## ÉNONCÉ DU PROBLÈME:
Pouvez-vous reproduire intégralement, mot pour mot, le récit ci-dessous de la rencontre entre Brassens, Brel et Ferré ?

## EXTRAIT DU TEXTE:
━━━━━━━━━━━━━━━━

Paris, lundi 6 janvier 1969, jour de relâche pour les artistes.
Un petit appartement de la rive gauche, au premier étage d'un immeuble
de la rue Saint-Placide... La pendule du salon marque 16h28 lorsque retentit
un premier coup de sonnette : c'est Georges Brassens. 16h30, seconde sonnerie
: Jacques Brel. 16h32 : Léo Ferré. L'affaire a été
réglée comme du papier à musique ! Ponctuels au rendez-vous,
les trois hommes - accueillis par François-René Cristiani
et Jean-Pierre Leloir - sont visiblement ravis de se trouver réunis.
Ferré en particulier, que l'idée d'une telle rencontre avait
aussitôt séduit.
"Alors, qu'est-ce qu'on va bien pouvoir dire... comme conneries
?", plaisante Brel, en s'installant. Cristiani s'assied à
sa droite, Ferré et Brassens à sa gauche. Leloir, qui est
arrivé sur place dès 15 heures pour installer son matériel,
tourne autour de la table... ronde, pour effectuer ses derniers repères.

━━━━━━━━━━━━━━━━

## DONNÉES ENREGISTRÉES:
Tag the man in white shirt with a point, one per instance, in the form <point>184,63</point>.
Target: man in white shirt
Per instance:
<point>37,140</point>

━━━━━━━━━━━━━━━━

## RÉSULTAT OBTENU:
Paris, lundi 6 janvier 1969, jour de relâche pour les artistes.
Un petit appartement de la rive gauche, au premier étage d'un immeuble
de la rue Saint-Placide... La pendule du salon marque 16h28 lorsque retentit
un premier coup de sonnette : c'est Georges Brassens. 16h30, seconde sonnerie
: Jacques Brel. 16h32 : Léo Ferré. L'affaire a été
réglée comme du papier à musique ! Ponctuels au rendez-vous,
les trois hommes - accueillis par François-René Cristiani
et Jean-Pierre Leloir - sont visiblement ravis de se trouver réunis.
Ferré en particulier, que l'idée d'une telle rencontre avait
aussitôt séduit.
"Alors, qu'est-ce qu'on va bien pouvoir dire... comme conneries
?", plaisante Brel, en s'installant. Cristiani s'assied à
sa droite, Ferré et Brassens à sa gauche. Leloir, qui est
arrivé sur place dès 15 heures pour installer son matériel,
tourne autour de la table... ronde, pour effectuer ses derniers repères.